Passage to read:
——————————
Updated 10:45 PM EDT: ESPN New York’s Wallace Matthews has the moving parts of the Jeffrey Loria/Randy Levine conversations that kicked off the trade talk between the Marlins and Yankees about Alex Rodriguez.

According to the source, Loria said in his conversation about A-Rod with Levine, “Alex is Mr. Miami; it would be great if he played here for us.”

To which Levine is said to have replied, “You can have him.”

Included in there is the bombshell detail that explains the unfortunate Brian Cashman’s denial this afternoon. He might be the Senior Vice President/General Manager of the Yankees, but he doesn’t make all the deals and some of them they don’t even give him a much of a heads-up on.

Updated 4:04 PM EDT: Yankees’ Senior Vice President Brian Cashman has denied to MLB.Com’s Yankees’ beat reporter Bryan Hoch that there have been any A-Rod trade talks with the Marlins.

 

Cash – whom I like – is, say, incorrect.

I’d also like to point out that the last time Brian Cashman denied something involving me, it was to tell me and a crowd of reporters that my tweet showing Rodriguez receiving post-pitch detail signals from the stands on Opening Day in 2011 was not an issue for the ballclub and the team was just fine with me and had no problem and everything was just fine. 

Three months later they threw me out as Bob Wolff’s assistant at the P.A. microphone for Old Timers’ Day and leaked it to The New York Post.

UPDATE 4:19 PM EDT: I’d also point out that Cashman may not know about any of this – yet. Not two years ago ownership – by his own admission – essentially signed a free agent without telling him. Cashman said the other 29 GMs would have loved to have “their owner force Rafael Soriano down their throat.”

Original Post: 

The New York Yankees have held discussions with the Miami Marlins about a trade involving their third baseman in crisis, Alex Rodriguez.

Sources close to both organizations confirm the Yankees would pay all – or virtually all – of the $114,000,000 Rodriguez is owed in a contract that runs through the rest of this season and the next five. One alternative scenario has also been discussed in which the Yankees would pay less of Rodriguez’s salary, but would obtain the  troubled Marlins’ reliever Heath Bell and pay what remains of the three-year, $27,000,000 deal Bell signed last winter.
——————————
Material shown:
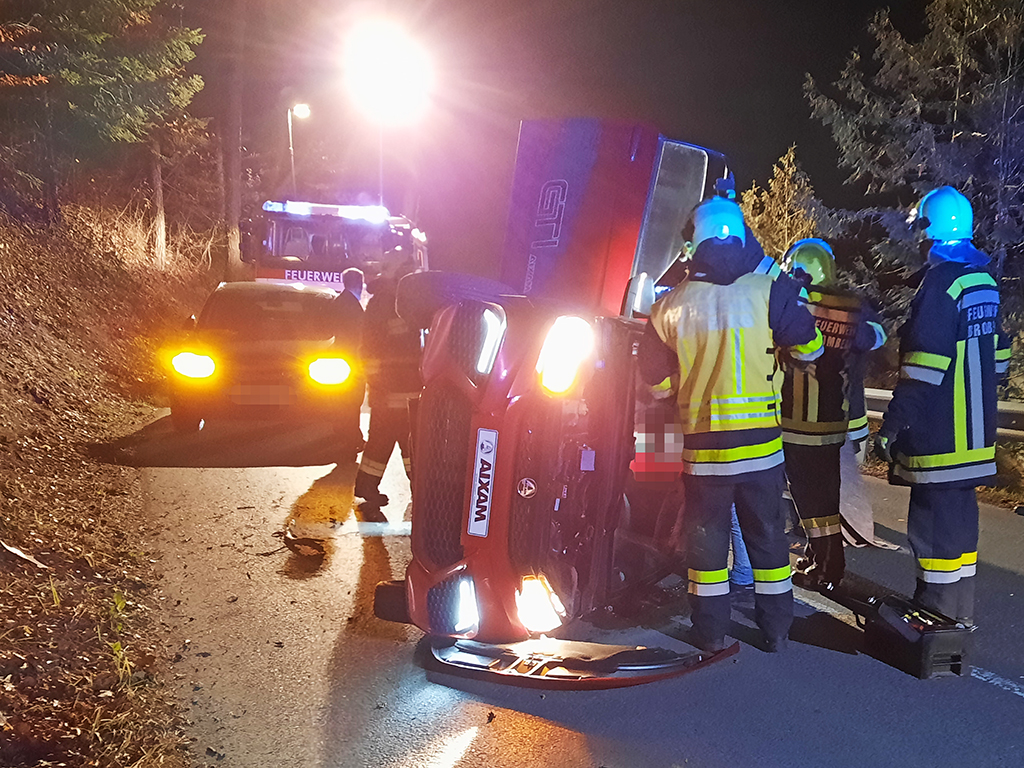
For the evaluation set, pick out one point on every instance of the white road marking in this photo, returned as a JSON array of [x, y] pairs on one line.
[[998, 682], [353, 527]]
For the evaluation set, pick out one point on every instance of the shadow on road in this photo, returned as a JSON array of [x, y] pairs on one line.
[[226, 443]]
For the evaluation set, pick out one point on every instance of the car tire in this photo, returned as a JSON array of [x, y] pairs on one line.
[[185, 420], [391, 603], [422, 294]]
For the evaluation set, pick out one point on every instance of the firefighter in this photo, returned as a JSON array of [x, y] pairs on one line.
[[719, 328], [391, 351], [939, 431], [348, 338], [815, 416]]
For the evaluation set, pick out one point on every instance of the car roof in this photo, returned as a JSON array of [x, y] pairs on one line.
[[258, 290]]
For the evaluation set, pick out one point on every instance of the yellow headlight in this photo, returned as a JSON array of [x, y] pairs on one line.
[[538, 605], [568, 343], [329, 371], [194, 366]]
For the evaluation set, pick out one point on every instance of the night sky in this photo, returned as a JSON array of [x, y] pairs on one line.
[[726, 75]]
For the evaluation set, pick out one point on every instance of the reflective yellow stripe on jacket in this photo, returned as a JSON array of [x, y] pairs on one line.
[[728, 379]]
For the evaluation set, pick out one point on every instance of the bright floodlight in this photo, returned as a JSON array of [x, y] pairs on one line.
[[388, 74]]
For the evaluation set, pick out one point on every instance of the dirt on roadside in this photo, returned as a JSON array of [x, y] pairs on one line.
[[81, 657]]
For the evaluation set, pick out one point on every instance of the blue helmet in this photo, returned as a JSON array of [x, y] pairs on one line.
[[815, 257], [945, 215], [720, 218]]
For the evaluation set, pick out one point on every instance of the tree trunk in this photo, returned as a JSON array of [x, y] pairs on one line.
[[231, 142], [51, 200], [159, 217]]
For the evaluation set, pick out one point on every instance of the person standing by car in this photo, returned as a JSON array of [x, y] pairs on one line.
[[815, 410], [348, 339], [391, 351], [720, 327], [939, 430]]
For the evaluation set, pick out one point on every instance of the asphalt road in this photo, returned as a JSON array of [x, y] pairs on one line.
[[281, 662]]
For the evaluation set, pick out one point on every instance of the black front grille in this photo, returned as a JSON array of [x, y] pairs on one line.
[[442, 605], [441, 466], [526, 528]]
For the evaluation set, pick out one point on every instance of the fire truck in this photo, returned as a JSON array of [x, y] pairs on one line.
[[314, 243], [526, 517]]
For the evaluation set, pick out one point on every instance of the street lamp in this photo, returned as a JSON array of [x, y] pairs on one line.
[[301, 112], [389, 77]]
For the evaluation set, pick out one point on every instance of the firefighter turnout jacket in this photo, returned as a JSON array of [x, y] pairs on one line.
[[815, 399], [724, 324], [942, 417]]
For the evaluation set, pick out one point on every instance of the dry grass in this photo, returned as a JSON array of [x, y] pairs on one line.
[[81, 659]]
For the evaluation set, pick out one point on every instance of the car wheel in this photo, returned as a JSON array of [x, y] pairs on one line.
[[184, 420], [390, 602]]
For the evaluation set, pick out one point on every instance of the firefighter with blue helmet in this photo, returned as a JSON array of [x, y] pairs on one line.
[[815, 408], [939, 431], [717, 331]]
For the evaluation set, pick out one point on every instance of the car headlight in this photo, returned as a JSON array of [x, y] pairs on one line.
[[330, 371], [568, 343], [194, 366], [539, 607], [467, 611], [494, 332]]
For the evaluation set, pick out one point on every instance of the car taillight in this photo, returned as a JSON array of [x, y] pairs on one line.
[[568, 343], [194, 366], [330, 371]]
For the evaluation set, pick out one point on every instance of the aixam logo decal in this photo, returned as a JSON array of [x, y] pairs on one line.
[[483, 472]]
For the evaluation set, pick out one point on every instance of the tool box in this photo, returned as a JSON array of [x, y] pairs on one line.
[[918, 641], [903, 635]]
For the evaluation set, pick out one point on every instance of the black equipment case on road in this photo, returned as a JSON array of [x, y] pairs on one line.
[[918, 641]]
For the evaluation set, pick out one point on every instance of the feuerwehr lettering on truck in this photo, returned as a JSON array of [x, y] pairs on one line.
[[483, 472]]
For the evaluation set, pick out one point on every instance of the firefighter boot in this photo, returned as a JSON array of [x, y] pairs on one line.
[[366, 487]]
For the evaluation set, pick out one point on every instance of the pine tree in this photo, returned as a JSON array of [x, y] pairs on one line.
[[947, 109], [77, 77], [785, 211]]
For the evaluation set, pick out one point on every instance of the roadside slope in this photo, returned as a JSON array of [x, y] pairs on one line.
[[79, 667]]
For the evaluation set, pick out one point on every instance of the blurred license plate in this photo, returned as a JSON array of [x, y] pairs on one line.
[[262, 394]]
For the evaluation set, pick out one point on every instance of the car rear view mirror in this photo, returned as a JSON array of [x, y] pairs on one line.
[[639, 296]]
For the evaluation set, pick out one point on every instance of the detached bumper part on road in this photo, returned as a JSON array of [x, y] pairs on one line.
[[548, 663]]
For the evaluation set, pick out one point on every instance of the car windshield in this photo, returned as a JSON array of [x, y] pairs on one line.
[[291, 315]]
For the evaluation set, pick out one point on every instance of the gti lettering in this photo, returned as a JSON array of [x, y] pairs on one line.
[[482, 491], [550, 210]]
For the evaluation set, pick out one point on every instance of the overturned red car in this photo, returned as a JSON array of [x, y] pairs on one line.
[[526, 515]]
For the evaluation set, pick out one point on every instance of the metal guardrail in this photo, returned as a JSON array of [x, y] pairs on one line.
[[1010, 420]]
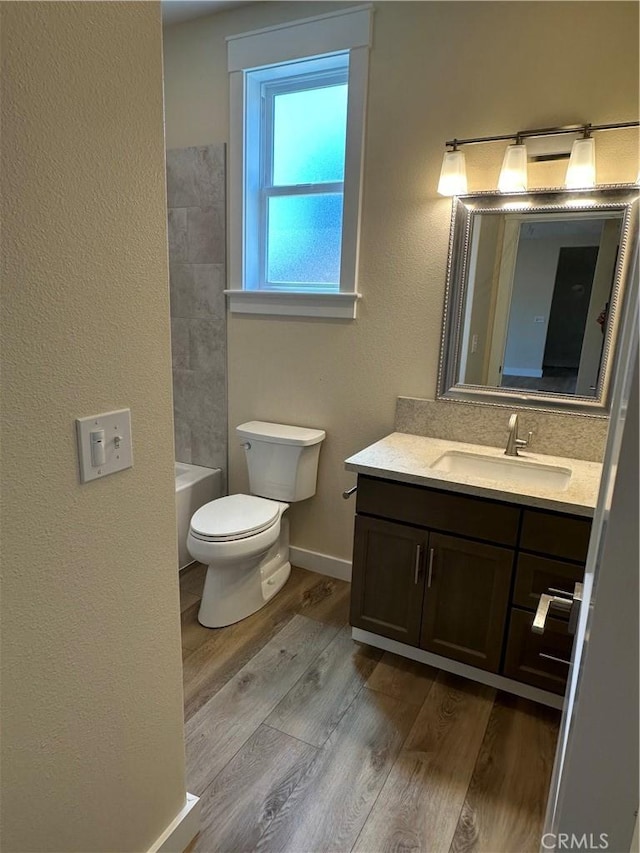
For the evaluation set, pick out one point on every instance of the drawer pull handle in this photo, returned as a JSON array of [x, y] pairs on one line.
[[567, 605], [546, 602], [416, 574], [430, 575], [557, 660]]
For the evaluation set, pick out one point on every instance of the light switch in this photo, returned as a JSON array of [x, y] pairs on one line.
[[104, 444]]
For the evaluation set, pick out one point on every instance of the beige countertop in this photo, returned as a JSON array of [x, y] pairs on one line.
[[408, 459]]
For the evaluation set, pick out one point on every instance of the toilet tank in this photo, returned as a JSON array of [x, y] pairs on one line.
[[282, 460]]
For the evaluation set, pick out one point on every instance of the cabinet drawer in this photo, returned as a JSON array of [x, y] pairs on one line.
[[535, 575], [444, 511], [523, 660], [557, 535]]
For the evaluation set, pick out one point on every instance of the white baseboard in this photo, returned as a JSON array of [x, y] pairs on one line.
[[544, 697], [324, 564], [182, 829]]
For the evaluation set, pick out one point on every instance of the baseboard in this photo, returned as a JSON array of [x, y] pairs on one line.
[[182, 829], [324, 564], [500, 682]]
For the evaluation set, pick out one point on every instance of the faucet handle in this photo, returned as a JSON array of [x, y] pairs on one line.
[[524, 442]]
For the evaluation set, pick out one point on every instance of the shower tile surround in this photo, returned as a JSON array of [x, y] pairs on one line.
[[554, 433], [197, 241]]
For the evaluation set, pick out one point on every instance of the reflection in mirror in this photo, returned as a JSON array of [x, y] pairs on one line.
[[534, 286], [552, 276]]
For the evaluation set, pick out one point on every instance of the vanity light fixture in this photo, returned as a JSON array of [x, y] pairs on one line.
[[453, 176], [513, 176]]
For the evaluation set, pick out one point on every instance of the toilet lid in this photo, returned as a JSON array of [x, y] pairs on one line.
[[234, 516]]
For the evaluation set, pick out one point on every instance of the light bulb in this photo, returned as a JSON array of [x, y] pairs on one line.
[[453, 176], [513, 175], [581, 171]]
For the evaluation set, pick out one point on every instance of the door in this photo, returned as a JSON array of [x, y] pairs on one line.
[[466, 600], [594, 789], [388, 579]]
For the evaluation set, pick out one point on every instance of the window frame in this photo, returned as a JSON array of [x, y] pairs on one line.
[[337, 73], [265, 56]]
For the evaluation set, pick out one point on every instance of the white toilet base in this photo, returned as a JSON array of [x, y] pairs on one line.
[[236, 590]]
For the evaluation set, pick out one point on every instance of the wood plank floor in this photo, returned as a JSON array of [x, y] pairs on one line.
[[300, 741]]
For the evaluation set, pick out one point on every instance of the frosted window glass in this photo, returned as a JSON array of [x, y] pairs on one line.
[[304, 235], [309, 133]]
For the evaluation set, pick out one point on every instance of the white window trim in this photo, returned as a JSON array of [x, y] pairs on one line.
[[348, 29]]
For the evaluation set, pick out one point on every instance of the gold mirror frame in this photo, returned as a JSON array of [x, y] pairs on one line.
[[617, 197]]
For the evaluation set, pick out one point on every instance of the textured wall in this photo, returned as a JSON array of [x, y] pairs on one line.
[[93, 754], [196, 196], [437, 70]]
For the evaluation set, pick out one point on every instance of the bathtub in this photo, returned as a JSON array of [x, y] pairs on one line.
[[195, 486]]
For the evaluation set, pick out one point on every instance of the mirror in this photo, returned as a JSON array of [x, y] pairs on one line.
[[535, 286]]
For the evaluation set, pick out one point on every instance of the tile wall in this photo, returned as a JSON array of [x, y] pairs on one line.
[[197, 246]]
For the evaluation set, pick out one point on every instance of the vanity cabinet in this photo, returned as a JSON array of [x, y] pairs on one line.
[[466, 600], [386, 597], [461, 576]]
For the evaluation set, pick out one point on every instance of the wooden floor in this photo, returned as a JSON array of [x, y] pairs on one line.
[[300, 740]]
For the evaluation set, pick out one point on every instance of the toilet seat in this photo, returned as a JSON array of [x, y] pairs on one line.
[[234, 517]]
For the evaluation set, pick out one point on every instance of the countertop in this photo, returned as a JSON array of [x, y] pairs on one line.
[[407, 458]]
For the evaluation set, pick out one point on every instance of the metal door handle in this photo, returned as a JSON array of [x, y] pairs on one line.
[[432, 552], [552, 657], [567, 605], [544, 605], [416, 573]]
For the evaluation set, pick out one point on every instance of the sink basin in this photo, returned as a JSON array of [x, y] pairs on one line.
[[503, 469]]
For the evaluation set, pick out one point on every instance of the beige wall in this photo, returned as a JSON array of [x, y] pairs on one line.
[[437, 70], [93, 755]]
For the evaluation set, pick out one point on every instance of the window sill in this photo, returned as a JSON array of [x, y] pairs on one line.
[[340, 306]]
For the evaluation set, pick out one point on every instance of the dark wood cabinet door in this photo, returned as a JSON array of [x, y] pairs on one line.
[[466, 600], [388, 579], [539, 659]]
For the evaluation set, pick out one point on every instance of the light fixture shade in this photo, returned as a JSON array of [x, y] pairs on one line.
[[513, 175], [453, 177], [581, 171]]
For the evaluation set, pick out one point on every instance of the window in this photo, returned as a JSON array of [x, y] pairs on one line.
[[295, 165]]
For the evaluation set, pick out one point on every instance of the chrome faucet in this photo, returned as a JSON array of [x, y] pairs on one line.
[[513, 442]]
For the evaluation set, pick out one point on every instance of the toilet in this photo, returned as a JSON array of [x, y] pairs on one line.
[[244, 539]]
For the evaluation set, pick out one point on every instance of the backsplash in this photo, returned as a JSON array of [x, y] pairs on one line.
[[197, 249], [554, 433]]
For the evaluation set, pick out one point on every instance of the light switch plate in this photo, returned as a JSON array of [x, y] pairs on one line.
[[117, 443]]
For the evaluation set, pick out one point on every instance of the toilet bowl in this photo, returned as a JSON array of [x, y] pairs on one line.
[[244, 539]]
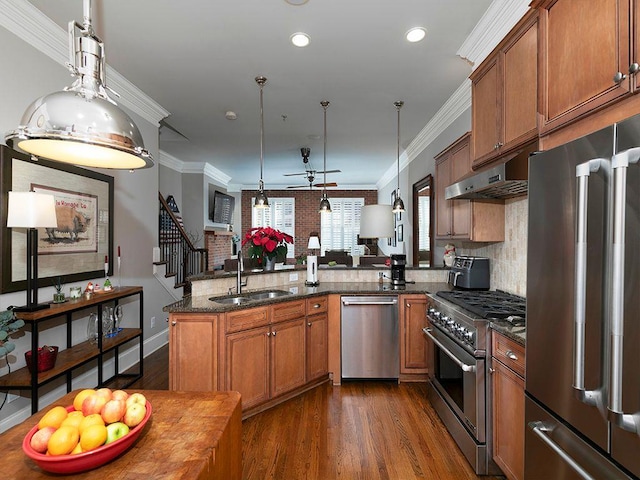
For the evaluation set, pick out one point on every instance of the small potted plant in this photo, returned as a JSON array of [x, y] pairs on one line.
[[58, 297], [8, 325]]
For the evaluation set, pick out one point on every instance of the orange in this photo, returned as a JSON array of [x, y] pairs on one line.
[[79, 398], [53, 418], [63, 441], [93, 437], [73, 419], [93, 419]]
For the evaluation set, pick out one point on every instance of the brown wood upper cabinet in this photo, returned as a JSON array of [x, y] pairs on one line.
[[475, 220], [585, 57], [504, 94]]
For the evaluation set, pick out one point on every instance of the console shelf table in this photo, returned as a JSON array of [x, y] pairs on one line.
[[81, 353]]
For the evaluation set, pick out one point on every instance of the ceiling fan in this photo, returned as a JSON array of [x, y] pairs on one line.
[[309, 173]]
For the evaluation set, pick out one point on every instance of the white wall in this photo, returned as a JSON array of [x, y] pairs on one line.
[[27, 75]]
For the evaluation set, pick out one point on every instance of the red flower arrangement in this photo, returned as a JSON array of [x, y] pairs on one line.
[[266, 242]]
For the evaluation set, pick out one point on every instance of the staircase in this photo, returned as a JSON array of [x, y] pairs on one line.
[[177, 253]]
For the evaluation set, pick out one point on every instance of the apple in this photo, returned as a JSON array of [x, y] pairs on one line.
[[136, 398], [113, 411], [93, 404], [115, 431], [119, 395], [104, 392], [134, 414], [40, 439]]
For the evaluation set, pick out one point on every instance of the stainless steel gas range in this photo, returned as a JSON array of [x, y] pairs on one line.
[[458, 330]]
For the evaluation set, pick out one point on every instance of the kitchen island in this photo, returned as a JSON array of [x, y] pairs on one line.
[[190, 435]]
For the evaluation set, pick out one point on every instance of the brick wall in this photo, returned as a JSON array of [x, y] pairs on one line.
[[307, 203]]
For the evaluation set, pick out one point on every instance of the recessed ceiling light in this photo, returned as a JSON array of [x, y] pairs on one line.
[[416, 34], [300, 39]]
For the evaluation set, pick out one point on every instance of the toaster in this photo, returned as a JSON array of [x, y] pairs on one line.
[[470, 273]]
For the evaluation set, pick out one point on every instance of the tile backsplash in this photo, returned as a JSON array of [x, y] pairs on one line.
[[509, 258]]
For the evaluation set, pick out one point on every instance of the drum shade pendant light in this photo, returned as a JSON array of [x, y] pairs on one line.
[[398, 204], [81, 125], [261, 198], [325, 206]]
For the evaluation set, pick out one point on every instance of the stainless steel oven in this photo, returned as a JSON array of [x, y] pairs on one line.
[[458, 330]]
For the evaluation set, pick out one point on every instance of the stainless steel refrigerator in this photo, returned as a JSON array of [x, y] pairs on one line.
[[582, 405]]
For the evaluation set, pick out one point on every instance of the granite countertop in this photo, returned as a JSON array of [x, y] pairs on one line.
[[516, 333], [202, 303]]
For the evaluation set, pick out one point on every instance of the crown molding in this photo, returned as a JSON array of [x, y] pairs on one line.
[[32, 26], [494, 25]]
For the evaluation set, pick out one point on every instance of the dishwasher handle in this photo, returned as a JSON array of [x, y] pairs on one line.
[[369, 302]]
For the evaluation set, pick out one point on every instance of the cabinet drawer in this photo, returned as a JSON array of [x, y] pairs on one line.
[[508, 352], [287, 311], [246, 318], [317, 305]]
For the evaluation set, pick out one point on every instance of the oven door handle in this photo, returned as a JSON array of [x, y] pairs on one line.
[[462, 365]]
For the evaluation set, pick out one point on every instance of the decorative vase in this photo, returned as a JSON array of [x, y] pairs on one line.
[[269, 264]]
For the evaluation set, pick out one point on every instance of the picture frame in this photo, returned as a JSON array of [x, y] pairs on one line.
[[83, 243]]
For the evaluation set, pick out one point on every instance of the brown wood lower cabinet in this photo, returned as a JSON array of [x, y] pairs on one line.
[[193, 352], [508, 405], [413, 345], [266, 353]]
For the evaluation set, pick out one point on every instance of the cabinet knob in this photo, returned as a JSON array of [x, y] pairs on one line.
[[618, 77]]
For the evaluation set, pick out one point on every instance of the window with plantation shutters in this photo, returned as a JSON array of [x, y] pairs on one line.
[[424, 242], [280, 215], [340, 228]]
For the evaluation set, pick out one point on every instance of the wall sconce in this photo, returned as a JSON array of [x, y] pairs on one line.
[[31, 210]]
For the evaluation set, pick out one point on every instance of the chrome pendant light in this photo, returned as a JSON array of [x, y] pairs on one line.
[[325, 206], [398, 204], [81, 125], [261, 198]]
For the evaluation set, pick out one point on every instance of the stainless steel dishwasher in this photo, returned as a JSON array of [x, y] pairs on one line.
[[369, 337]]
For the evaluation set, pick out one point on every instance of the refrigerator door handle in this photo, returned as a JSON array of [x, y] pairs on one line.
[[620, 164], [539, 429], [583, 171]]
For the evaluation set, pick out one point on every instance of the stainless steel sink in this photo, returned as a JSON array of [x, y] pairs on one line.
[[268, 294], [249, 297], [229, 300]]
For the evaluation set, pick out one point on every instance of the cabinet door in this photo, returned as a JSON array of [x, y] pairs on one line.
[[486, 103], [247, 365], [520, 89], [508, 421], [287, 356], [581, 51], [316, 345], [414, 347], [193, 352]]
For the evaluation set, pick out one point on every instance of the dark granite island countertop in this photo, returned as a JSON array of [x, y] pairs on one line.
[[203, 304]]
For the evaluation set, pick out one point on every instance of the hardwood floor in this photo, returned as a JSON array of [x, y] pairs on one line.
[[360, 430]]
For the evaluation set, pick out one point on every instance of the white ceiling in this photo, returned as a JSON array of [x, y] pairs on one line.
[[198, 59]]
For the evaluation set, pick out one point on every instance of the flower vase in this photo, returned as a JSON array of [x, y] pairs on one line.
[[269, 264]]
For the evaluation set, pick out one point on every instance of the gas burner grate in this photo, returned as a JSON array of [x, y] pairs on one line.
[[488, 304]]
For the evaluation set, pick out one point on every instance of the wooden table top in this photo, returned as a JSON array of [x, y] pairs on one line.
[[178, 442]]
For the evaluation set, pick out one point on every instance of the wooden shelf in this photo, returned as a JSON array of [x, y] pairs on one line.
[[74, 356]]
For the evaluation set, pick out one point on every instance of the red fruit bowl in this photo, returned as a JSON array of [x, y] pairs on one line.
[[81, 462]]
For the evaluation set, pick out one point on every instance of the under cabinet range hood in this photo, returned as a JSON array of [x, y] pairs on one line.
[[506, 180]]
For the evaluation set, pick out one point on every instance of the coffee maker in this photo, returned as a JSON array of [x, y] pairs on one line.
[[398, 262]]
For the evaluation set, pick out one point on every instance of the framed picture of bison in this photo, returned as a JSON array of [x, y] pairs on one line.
[[76, 249]]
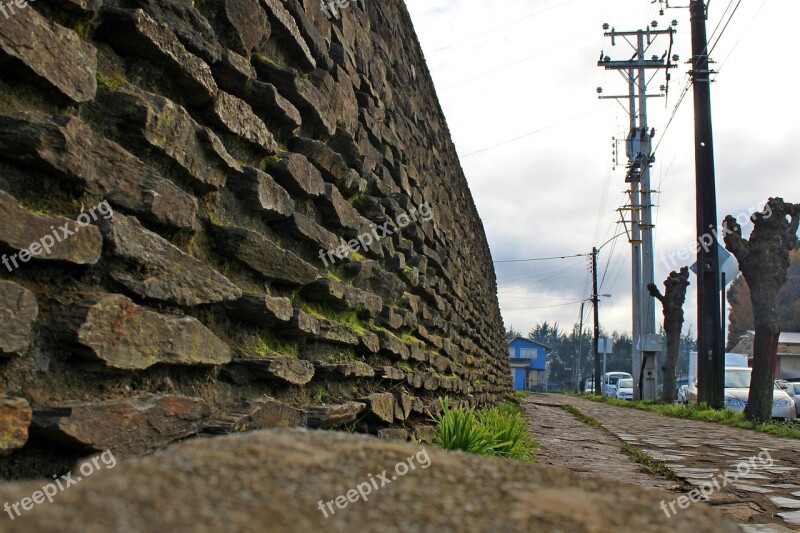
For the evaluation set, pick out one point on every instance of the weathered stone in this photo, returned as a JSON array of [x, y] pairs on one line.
[[300, 92], [446, 491], [187, 23], [260, 414], [136, 33], [316, 42], [350, 369], [370, 342], [18, 312], [131, 426], [193, 149], [337, 333], [331, 416], [417, 352], [297, 175], [393, 434], [249, 23], [15, 417], [271, 106], [330, 164], [260, 192], [237, 117], [68, 146], [262, 310], [26, 232], [83, 7], [324, 290], [284, 369], [264, 256], [126, 336], [339, 210], [233, 72], [286, 32], [42, 46], [302, 324], [390, 319], [369, 303], [391, 373], [392, 345], [163, 272], [305, 228], [337, 88], [381, 405]]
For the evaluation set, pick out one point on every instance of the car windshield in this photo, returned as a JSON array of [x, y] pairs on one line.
[[737, 379]]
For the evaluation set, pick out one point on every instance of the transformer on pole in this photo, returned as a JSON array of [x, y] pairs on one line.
[[639, 150]]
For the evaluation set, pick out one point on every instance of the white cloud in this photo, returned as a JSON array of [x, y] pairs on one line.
[[541, 195]]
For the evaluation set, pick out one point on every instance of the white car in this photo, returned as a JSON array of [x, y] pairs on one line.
[[608, 387], [793, 390], [624, 389], [737, 392]]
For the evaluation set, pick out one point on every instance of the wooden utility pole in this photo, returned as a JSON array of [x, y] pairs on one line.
[[710, 351]]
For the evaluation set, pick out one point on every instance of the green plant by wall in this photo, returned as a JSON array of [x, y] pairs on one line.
[[265, 345], [497, 431], [347, 318]]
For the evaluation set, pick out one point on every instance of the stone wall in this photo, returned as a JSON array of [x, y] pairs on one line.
[[172, 175]]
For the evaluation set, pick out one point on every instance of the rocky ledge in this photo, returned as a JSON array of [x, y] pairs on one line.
[[274, 481]]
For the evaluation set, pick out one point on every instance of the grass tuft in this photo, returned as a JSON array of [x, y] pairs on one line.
[[702, 411], [499, 431]]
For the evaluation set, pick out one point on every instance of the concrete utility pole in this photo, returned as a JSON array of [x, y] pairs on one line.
[[640, 158], [710, 349], [595, 300], [580, 351]]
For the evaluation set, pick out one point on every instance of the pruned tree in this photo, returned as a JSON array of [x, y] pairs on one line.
[[764, 261], [672, 302]]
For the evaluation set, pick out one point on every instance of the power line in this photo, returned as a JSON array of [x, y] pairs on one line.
[[739, 40], [725, 27], [543, 258], [526, 58], [534, 132], [526, 17]]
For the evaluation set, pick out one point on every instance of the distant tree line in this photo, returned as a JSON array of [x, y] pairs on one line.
[[563, 360]]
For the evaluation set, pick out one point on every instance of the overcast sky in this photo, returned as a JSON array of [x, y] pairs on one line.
[[530, 67]]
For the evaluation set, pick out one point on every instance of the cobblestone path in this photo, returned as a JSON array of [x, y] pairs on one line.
[[760, 491]]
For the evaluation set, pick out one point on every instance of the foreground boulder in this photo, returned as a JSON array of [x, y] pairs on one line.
[[277, 481]]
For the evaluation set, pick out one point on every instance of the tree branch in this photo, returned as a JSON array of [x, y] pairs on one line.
[[733, 239], [655, 293]]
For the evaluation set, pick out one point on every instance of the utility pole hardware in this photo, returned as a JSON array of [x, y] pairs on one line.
[[646, 344]]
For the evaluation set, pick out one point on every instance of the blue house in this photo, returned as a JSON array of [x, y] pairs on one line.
[[528, 359]]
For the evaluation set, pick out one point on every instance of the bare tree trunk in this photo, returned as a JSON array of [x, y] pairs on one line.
[[764, 262], [672, 302]]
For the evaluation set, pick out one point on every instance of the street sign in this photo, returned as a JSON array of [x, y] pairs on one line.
[[605, 345], [728, 266]]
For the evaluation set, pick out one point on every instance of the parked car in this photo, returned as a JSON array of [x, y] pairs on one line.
[[624, 389], [608, 386], [737, 391], [793, 390], [680, 397]]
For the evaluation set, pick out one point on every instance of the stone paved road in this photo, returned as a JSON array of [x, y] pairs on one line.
[[762, 494]]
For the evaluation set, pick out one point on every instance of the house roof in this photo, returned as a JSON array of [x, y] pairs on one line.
——————————
To-do list:
a – From the A-Rod trade report, copy the words starting with "I’d also like" and going on through "New York Post.".
b – In the A-Rod trade report, how much money is Rodriguez said to be owed on his contract?

Answer set:
a –
I’d also like to point out that the last time Brian Cashman denied something involving me, it was to tell me and a crowd of reporters that my tweet showing Rodriguez receiving post-pitch detail signals from the stands on Opening Day in 2011 was not an issue for the ballclub and the team was just fine with me and had no problem and everything was just fine. 

Three months later they threw me out as Bob Wolff’s assistant at the P.A. microphone for Old Timers’ Day and leaked it to The New York Post.

b – $114,000,000, in a contract running through the rest of this season and the next five.